- [Source text]:
##########
I just liked this shot. Sofia is serving Maximum Lively in the hair department.



Over at Barbie’s everyone is wearing bikinis as they ostensibly work on their essays or study or something. It doesn’t really matter. Sofia is wearing a bikini top with a pair of high waisted white palazzo pants. I cannot deny that it is a solid look. Daniel calls her blondie, which is adorable. Everyone calls him surfer, which is also adorable. He is wearing another amazing striped top, and Barbie is wearing an amazing leopard monokini. Why did I ever wish for it to be winter when I am so cold all the time and I miss crop tops.

Barbs offers Dan a mimosa and explains that they are studying in style, unlike poor people. Daniel, again, wants to commit a quadruple homicide. Either that or he looks like he’d like to just disperse into mist to avoid having to deal with any of these people. I feel you, bro.
##########
- [Listing]:
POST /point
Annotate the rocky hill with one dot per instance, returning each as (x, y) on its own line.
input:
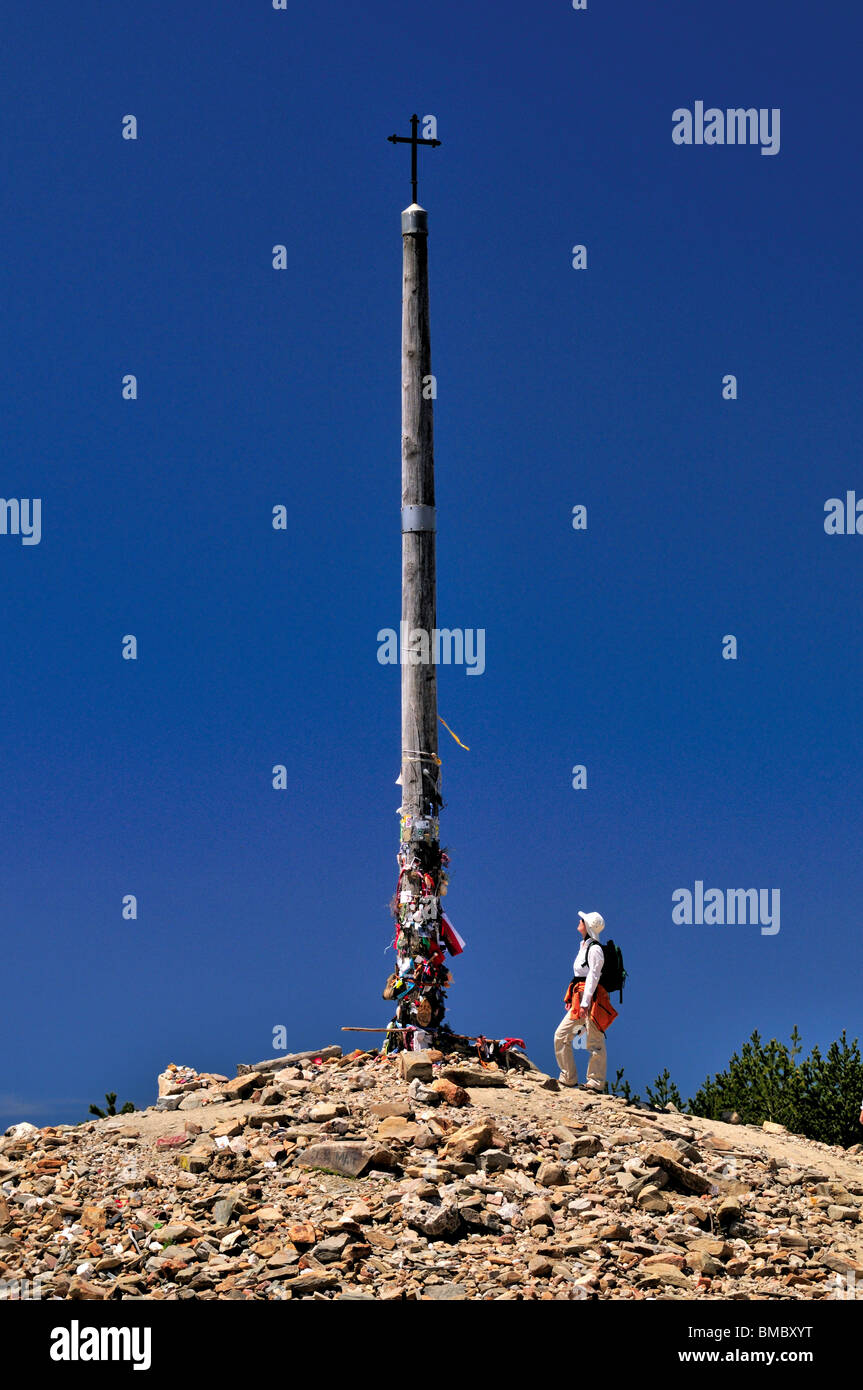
(328, 1176)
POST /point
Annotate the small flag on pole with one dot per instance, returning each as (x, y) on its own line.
(455, 944)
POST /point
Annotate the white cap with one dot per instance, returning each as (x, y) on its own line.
(592, 922)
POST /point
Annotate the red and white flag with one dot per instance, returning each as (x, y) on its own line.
(455, 944)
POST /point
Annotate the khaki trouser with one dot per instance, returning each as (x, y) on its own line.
(596, 1047)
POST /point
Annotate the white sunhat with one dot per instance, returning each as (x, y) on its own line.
(594, 922)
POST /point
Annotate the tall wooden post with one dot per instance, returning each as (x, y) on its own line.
(420, 772)
(420, 979)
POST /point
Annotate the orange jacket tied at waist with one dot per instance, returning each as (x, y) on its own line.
(601, 1009)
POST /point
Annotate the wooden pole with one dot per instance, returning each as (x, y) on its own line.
(420, 959)
(420, 772)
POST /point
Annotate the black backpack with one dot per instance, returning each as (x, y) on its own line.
(613, 970)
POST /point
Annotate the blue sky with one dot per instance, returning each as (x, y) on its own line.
(556, 387)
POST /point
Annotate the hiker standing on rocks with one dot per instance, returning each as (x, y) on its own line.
(582, 991)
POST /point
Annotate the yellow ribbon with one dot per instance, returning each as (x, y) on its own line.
(453, 736)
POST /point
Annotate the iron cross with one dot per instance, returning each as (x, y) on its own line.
(413, 139)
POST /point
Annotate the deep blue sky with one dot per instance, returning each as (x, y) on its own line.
(556, 387)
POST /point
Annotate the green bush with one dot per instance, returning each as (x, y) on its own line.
(817, 1097)
(111, 1107)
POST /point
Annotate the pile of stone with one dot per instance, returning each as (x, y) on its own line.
(328, 1176)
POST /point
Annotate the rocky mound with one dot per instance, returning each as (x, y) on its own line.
(330, 1176)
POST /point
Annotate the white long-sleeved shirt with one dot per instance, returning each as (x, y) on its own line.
(589, 975)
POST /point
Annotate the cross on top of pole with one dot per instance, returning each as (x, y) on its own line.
(413, 139)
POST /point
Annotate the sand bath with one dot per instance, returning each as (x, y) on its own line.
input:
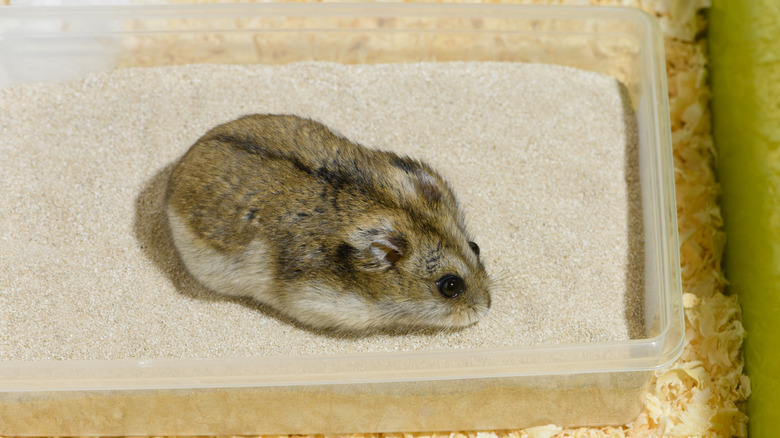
(543, 159)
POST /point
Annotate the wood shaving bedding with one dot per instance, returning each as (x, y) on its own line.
(704, 392)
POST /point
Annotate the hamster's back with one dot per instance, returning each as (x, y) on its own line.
(325, 230)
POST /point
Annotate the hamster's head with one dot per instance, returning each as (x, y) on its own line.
(415, 263)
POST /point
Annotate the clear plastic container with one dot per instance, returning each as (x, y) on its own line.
(523, 386)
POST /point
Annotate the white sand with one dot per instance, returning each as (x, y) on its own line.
(543, 159)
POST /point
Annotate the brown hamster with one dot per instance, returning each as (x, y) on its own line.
(332, 234)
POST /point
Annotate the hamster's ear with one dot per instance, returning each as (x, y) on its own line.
(378, 249)
(427, 186)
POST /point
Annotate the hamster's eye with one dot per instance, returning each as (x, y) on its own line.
(450, 285)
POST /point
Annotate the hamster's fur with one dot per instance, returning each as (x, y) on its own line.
(334, 235)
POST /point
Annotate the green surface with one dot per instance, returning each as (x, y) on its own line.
(744, 44)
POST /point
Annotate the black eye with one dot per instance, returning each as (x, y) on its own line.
(475, 248)
(450, 285)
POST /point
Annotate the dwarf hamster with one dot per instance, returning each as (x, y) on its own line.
(328, 232)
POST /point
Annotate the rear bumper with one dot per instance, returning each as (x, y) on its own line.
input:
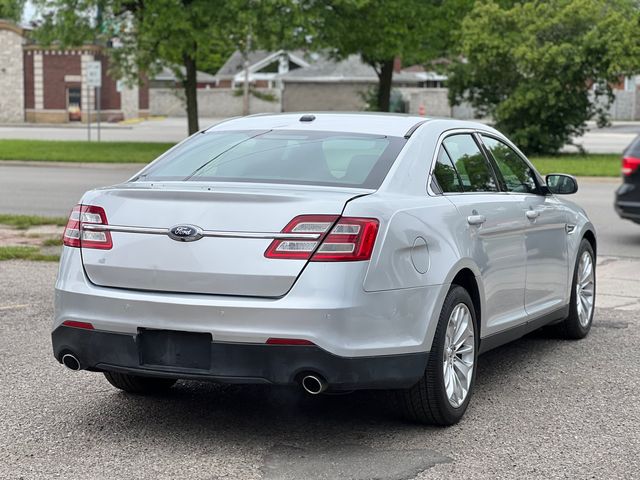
(326, 306)
(243, 363)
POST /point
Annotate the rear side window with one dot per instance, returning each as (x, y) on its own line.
(289, 157)
(446, 174)
(518, 176)
(470, 163)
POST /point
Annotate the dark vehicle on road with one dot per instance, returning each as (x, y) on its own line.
(628, 194)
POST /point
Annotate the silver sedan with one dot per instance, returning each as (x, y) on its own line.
(333, 251)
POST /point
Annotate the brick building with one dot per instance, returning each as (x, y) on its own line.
(46, 84)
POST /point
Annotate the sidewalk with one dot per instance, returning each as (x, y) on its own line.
(171, 129)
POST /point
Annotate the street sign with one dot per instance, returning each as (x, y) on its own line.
(94, 74)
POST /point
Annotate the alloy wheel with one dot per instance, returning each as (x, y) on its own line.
(585, 288)
(459, 355)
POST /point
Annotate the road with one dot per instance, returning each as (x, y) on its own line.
(32, 188)
(162, 130)
(611, 139)
(542, 408)
(44, 189)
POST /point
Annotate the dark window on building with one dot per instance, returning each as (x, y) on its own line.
(74, 104)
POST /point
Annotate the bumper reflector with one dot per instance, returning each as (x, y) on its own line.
(75, 324)
(288, 341)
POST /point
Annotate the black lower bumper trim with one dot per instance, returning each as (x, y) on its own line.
(243, 363)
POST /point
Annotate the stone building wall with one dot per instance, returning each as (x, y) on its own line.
(11, 75)
(212, 103)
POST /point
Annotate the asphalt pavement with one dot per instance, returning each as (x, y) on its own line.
(542, 407)
(44, 189)
(612, 139)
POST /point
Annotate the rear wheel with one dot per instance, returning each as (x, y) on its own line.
(442, 395)
(137, 384)
(583, 295)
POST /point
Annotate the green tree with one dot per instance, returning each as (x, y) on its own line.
(381, 30)
(542, 69)
(11, 10)
(179, 34)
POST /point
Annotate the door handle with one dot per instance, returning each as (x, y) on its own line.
(532, 214)
(476, 219)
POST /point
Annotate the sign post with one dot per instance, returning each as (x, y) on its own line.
(94, 80)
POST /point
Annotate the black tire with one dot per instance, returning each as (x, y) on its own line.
(571, 328)
(427, 401)
(139, 385)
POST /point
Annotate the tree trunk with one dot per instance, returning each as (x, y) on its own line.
(385, 75)
(245, 87)
(191, 93)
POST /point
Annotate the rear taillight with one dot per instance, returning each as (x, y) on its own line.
(630, 165)
(75, 236)
(341, 239)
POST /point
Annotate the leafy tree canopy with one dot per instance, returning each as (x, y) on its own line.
(11, 10)
(185, 35)
(535, 66)
(380, 30)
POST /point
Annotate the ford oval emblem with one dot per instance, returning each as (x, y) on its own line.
(185, 233)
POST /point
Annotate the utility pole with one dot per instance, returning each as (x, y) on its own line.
(245, 91)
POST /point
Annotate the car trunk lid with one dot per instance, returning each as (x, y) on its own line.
(237, 220)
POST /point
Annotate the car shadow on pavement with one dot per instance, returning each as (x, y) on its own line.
(265, 411)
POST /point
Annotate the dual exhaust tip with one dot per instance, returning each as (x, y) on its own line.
(311, 383)
(314, 384)
(71, 362)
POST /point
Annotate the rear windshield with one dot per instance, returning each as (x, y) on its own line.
(289, 157)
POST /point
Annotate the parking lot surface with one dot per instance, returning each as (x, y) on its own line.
(542, 408)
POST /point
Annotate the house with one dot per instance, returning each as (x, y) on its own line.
(48, 84)
(344, 85)
(167, 78)
(264, 68)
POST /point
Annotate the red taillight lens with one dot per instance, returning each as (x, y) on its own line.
(348, 239)
(288, 341)
(76, 324)
(630, 165)
(75, 236)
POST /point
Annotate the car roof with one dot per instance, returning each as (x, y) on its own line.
(394, 125)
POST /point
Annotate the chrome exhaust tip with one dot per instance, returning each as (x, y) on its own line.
(71, 362)
(314, 385)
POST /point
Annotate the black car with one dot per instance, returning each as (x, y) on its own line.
(628, 194)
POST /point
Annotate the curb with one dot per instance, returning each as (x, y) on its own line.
(96, 165)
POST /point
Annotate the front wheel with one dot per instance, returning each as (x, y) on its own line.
(583, 295)
(442, 395)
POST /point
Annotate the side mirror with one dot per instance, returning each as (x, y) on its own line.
(561, 184)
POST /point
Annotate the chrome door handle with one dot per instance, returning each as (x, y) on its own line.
(476, 219)
(532, 214)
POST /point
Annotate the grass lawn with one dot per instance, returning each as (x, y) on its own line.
(22, 222)
(589, 165)
(26, 253)
(93, 152)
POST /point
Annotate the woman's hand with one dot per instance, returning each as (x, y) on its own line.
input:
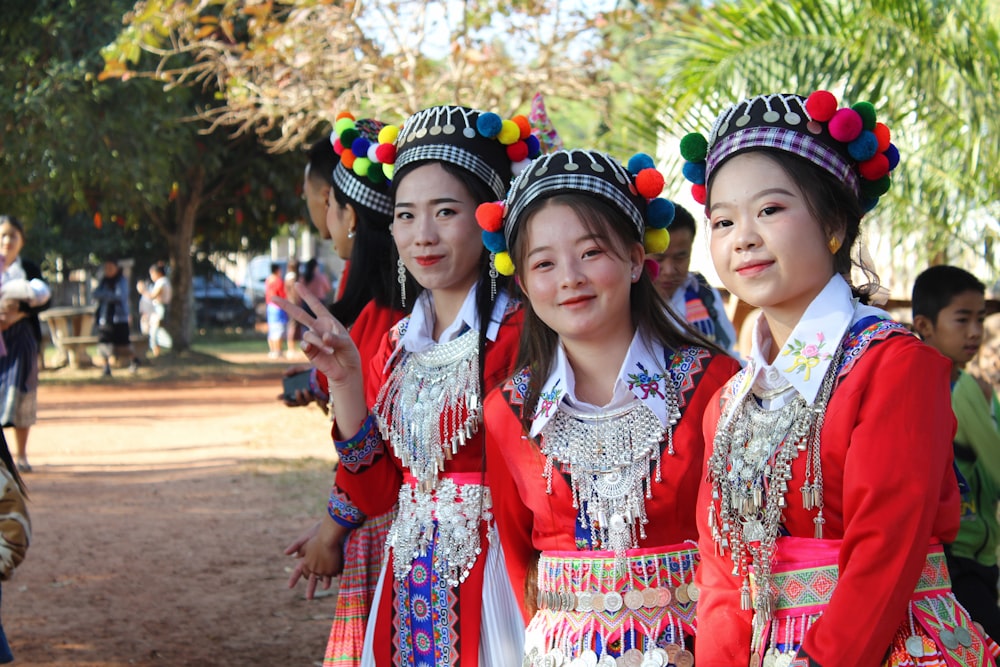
(326, 343)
##########
- [Written exercise A]: In the recap, what is Barbie wearing?
- [Written exercise B]: List every piece of clothing the recap describes someone at Barbie's as wearing.
- [Written exercise C]: Echo the recap from "Over at Barbie’s" to "feel you, bro.".
The entries have nothing to do with the recap.

- [Exercise response A]: An amazing leopard monokini.

- [Exercise response B]:
- Bikinis
- A bikini top
- High-waisted white palazzo pants
- A striped top
- A leopard monokini

- [Exercise response C]:
Over at Barbie’s everyone is wearing bikinis as they ostensibly work on their essays or study or something. It doesn’t really matter. Sofia is wearing a bikini top with a pair of high waisted white palazzo pants. I cannot deny that it is a solid look. Daniel calls her blondie, which is adorable. Everyone calls him surfer, which is also adorable. He is wearing another amazing striped top, and Barbie is wearing an amazing leopard monokini. Why did I ever wish for it to be winter when I am so cold all the time and I miss crop tops.

Barbs offers Dan a mimosa and explains that they are studying in style, unlike poor people. Daniel, again, wants to commit a quadruple homicide. Either that or he looks like he’d like to just disperse into mist to avoid having to deal with any of these people. I feel you, bro.